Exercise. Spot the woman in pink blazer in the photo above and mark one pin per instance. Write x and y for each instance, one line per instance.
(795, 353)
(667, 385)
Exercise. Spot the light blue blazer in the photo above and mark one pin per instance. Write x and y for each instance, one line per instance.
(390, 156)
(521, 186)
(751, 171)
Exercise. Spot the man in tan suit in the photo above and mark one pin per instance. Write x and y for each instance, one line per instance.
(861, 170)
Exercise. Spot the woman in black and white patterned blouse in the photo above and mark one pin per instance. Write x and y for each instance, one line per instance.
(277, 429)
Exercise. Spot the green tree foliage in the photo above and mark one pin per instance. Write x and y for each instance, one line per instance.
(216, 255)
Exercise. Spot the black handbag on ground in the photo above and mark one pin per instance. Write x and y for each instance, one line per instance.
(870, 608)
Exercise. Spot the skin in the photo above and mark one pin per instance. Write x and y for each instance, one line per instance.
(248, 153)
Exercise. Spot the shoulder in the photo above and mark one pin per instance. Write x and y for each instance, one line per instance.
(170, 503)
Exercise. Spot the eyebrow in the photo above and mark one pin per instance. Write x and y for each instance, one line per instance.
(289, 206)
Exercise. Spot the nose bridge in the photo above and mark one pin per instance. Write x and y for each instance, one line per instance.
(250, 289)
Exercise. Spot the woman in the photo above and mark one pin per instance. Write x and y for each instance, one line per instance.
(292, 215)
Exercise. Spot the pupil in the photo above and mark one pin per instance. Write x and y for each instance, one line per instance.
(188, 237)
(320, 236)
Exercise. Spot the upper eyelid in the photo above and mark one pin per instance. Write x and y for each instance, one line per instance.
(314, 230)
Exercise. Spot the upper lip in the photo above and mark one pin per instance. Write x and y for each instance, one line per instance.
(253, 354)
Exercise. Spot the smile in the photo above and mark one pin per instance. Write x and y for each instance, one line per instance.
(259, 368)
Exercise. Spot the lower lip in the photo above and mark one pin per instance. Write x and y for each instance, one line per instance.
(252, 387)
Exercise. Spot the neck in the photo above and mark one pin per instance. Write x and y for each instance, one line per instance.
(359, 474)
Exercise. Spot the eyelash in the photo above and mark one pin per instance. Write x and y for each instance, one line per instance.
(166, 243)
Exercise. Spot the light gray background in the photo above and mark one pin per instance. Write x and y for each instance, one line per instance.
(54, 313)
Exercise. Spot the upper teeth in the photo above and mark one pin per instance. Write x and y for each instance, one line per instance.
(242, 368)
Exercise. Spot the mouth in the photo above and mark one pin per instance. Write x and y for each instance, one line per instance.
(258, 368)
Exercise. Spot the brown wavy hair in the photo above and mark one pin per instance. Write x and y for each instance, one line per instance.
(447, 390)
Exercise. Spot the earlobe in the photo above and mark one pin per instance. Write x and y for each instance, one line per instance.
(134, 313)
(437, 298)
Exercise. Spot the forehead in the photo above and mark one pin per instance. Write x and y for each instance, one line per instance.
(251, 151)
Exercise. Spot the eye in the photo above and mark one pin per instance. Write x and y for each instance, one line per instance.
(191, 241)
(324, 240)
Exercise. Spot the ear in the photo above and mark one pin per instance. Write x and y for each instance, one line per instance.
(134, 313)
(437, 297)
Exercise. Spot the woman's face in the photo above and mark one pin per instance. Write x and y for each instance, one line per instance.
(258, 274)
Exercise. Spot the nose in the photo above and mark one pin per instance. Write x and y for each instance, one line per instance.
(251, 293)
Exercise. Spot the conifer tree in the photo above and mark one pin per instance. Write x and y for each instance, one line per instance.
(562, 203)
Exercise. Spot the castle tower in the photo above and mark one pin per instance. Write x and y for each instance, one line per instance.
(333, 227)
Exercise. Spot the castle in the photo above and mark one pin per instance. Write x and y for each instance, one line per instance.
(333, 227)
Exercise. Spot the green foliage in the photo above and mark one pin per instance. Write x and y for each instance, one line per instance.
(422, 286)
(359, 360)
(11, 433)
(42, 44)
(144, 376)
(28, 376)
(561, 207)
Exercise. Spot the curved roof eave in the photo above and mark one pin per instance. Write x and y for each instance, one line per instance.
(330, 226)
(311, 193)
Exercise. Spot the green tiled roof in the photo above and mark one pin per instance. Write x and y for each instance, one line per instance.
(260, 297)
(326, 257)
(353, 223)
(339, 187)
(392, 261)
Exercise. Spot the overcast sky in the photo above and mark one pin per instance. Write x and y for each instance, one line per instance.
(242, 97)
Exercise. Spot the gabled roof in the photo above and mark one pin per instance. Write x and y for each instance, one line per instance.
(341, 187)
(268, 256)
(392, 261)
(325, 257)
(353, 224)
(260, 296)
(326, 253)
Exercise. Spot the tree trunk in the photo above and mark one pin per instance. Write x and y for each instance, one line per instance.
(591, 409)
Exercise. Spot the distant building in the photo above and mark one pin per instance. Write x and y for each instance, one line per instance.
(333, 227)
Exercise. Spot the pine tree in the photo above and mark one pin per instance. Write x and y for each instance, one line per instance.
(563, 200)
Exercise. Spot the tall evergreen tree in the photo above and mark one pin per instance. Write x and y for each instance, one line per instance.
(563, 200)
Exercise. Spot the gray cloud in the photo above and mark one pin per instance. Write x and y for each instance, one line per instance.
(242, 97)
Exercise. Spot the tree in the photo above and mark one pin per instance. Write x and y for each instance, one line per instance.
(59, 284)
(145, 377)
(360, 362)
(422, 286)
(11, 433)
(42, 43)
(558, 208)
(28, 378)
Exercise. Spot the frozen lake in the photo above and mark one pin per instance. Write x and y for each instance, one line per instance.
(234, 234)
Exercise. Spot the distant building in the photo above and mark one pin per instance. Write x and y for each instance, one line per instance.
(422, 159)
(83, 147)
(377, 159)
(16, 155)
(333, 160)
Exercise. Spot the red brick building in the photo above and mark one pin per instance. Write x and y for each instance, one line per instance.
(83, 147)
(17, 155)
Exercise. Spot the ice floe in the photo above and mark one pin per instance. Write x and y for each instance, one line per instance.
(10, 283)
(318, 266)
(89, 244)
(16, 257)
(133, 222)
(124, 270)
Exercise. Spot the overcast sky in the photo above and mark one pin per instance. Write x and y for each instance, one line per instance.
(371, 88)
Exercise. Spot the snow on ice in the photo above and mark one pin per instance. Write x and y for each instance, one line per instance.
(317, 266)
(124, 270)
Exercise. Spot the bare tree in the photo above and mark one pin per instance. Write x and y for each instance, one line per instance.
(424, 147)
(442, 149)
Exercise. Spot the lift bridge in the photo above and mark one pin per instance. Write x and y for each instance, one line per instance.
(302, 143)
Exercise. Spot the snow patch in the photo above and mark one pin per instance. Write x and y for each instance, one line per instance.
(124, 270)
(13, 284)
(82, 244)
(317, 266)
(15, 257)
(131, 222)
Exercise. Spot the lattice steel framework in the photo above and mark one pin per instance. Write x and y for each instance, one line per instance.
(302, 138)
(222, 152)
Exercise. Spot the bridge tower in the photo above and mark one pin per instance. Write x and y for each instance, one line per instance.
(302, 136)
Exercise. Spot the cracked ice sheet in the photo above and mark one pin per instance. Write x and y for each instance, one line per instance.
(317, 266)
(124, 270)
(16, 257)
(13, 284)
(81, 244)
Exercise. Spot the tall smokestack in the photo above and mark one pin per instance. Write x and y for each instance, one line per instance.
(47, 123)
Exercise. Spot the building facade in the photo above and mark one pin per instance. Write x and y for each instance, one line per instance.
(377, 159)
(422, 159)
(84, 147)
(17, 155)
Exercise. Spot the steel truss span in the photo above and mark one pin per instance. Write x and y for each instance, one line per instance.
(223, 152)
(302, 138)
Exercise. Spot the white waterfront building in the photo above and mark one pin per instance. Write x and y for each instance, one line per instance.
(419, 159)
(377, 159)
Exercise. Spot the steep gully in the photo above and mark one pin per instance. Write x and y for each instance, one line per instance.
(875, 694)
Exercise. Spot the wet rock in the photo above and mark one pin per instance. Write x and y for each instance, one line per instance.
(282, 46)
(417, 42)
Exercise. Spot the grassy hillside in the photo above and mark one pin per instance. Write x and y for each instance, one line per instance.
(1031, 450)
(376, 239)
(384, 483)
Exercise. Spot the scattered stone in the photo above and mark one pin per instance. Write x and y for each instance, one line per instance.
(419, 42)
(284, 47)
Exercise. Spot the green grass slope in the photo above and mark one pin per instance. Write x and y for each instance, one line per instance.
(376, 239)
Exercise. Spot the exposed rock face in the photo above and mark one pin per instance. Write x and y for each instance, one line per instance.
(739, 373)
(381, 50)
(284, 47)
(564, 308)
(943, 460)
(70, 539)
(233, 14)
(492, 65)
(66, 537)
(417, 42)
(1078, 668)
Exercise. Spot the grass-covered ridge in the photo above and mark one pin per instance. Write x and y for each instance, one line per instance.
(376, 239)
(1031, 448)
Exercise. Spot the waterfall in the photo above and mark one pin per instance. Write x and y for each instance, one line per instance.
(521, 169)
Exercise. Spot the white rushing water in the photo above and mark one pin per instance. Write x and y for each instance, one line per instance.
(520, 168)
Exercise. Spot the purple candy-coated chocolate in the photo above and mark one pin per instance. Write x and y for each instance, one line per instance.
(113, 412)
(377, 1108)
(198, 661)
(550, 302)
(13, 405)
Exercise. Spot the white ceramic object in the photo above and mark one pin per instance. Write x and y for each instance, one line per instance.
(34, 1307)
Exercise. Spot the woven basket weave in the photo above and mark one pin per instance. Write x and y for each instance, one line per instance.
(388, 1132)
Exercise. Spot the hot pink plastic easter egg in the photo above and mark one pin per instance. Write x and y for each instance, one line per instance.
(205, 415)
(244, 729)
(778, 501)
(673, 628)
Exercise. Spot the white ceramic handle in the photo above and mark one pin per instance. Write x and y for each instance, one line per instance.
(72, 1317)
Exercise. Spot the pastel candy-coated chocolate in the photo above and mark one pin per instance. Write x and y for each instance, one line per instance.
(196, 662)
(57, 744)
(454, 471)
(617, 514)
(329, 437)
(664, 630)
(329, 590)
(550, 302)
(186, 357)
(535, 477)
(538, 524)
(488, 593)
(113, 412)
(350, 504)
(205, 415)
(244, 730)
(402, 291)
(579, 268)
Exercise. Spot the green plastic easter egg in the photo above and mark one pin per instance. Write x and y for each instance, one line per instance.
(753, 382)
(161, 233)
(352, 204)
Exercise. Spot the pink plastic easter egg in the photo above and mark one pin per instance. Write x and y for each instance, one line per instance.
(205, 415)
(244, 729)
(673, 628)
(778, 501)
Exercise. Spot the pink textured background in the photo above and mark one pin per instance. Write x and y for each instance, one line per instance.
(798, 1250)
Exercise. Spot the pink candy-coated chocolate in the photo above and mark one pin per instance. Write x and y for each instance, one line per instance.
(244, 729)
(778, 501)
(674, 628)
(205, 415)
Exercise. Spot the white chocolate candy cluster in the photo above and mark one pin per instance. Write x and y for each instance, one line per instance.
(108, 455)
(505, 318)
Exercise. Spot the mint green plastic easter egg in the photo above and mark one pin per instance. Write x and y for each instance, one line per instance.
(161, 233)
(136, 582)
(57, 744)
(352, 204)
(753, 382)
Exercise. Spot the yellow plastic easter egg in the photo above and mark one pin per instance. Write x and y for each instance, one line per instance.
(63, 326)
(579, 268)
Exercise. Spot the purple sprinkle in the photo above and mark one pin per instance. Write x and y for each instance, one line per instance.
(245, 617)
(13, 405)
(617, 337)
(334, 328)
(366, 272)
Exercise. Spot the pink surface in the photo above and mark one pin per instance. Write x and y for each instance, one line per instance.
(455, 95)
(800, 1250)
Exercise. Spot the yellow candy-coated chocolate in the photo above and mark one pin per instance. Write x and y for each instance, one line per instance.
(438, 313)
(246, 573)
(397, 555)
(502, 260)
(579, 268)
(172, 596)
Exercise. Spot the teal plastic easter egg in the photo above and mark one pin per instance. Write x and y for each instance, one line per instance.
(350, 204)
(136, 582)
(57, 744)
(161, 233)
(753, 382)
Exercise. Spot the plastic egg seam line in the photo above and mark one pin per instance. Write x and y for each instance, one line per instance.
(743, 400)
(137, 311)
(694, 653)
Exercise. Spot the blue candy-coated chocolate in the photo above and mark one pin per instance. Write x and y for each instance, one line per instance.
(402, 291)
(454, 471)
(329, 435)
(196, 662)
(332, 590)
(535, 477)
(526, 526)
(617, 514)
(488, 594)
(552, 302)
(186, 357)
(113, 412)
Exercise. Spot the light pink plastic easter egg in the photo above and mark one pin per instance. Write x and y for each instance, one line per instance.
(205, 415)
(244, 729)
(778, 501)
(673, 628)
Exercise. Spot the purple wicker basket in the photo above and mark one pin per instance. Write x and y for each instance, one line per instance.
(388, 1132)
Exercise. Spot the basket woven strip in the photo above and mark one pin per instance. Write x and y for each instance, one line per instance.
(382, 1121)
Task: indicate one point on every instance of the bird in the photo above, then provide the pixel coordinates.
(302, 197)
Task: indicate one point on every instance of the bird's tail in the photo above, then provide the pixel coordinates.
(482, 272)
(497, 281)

== == ==

● Exercise aim
Please copy the line that holds "Exercise. Spot the basket" and each line under it through the last line above, exactly as they stand, adding nothing.

● Result for this exercise
Exercise. Spot the basket woven strip in the photo above and mark one pin per instance. Write x and y for each instance, one line per instance.
(382, 1121)
Task: indicate one point on every instance of the bird in the photo above, then provide the pixel coordinates.
(302, 197)
Task: indicate one point on every instance of the bird's tail in the photo above, then provide the pixel coordinates.
(482, 272)
(497, 281)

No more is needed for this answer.